SUPPLIED TEXT →
┌──

3. Protect from transnational threats to the system. This means building a military, intelligence community and law enforcement capability more able to take on terrorism (BTW, I don’t think that requires hundreds of thousands of new troops for counterinsurgency operations). It means taking global warming and our energy security problems seriously and working with the world to increase efficiency, reduce demand, and develop alternative environmentally friendly sources of energy. It also means protecting what CNAS calls the “global commons” – international land, waterways, airspace and cyberspace that is crucial for sustaining the world economy and the international system as we know it.
4. Develop a reasonable military investment strategy that deters potential aggressors, maintains American supremacy but isn’t unnecessarily wasteful of American resources or overly provocative to potential competitors. Since change is so destabilizing to the international system and since the U.S. has had the most powerful military in the world for the past 60 years, it makes sense for it to stay that way. Major shifts in military power are usually accompanied by major wars. But as Richard Betts points out there is no reason for the United States to be so dramatically outspending the entire world, while other priorities are ignored. On top of that this type of spending acts as a self fulfilling prophecy, signaling to the Chinese that the U.S. is a threat, and guaranteeing that they will become a strategic competitor. Betts argues instead for a mobilization strategy. Continue to invest heavily in R&D and develop a mobilization strategy for moving to a wartime footing if necessary. There is enough time to mobilize later if the Chinese become a genuine threat. But don’t spend billions now on a military that will only push the Chinese further towards strategic competition and that may be technologically obsolete in 15 or 20 years when China in fact may become a genuine strategic competitor.

└──

DATA EXTRACT →
┌──

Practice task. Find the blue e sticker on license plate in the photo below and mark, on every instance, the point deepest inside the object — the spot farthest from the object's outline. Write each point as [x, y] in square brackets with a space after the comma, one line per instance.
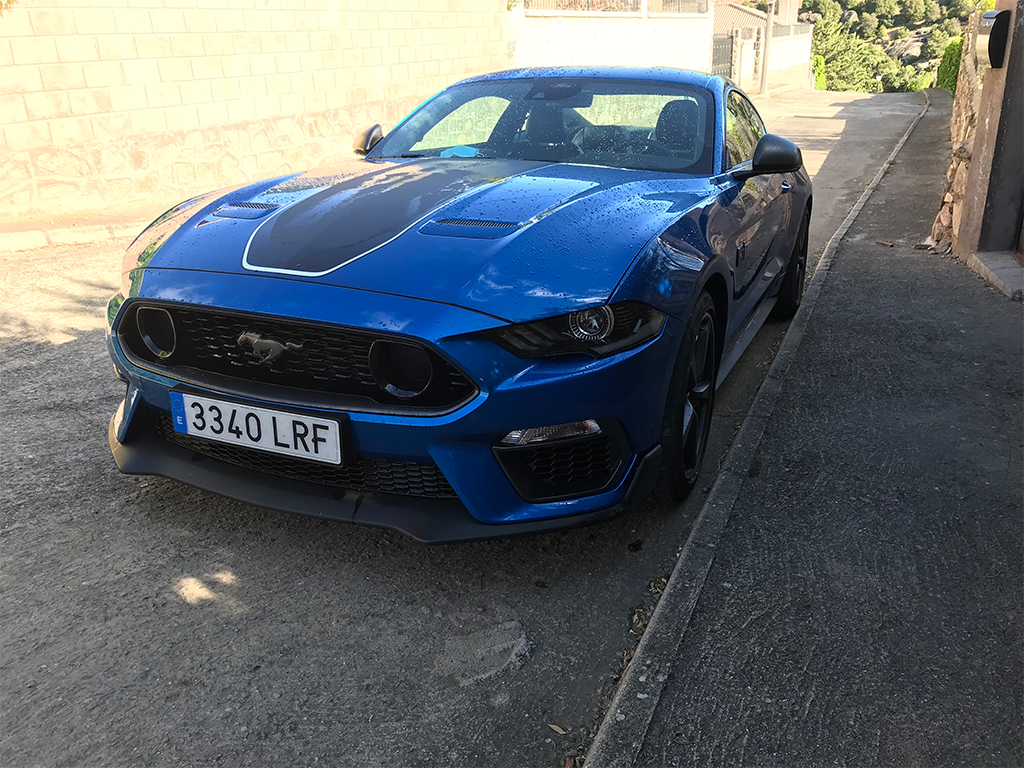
[258, 428]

└──

WHAT THIS TASK INVOLVES → Summarize the strategy passage in three sentences. The listing is separate material with no connection to the strategy passage.

RESULT FOR THIS EXERCISE → The strategy passage calls for protection from transnational threats by building military, intelligence and law enforcement capability better able to take on terrorism, by taking global warming and energy security seriously, and by protecting the "global commons" of international land, waterways, airspace and cyberspace. It also calls for a military investment strategy that deters potential aggressors and maintains American supremacy without being unnecessarily wasteful or overly provocative to potential competitors. Following Richard Betts, it argues for continued heavy investment in R&D and a mobilization strategy rather than spending billions now on a military that could push China toward strategic competition and may be technologically obsolete in 15 or 20 years.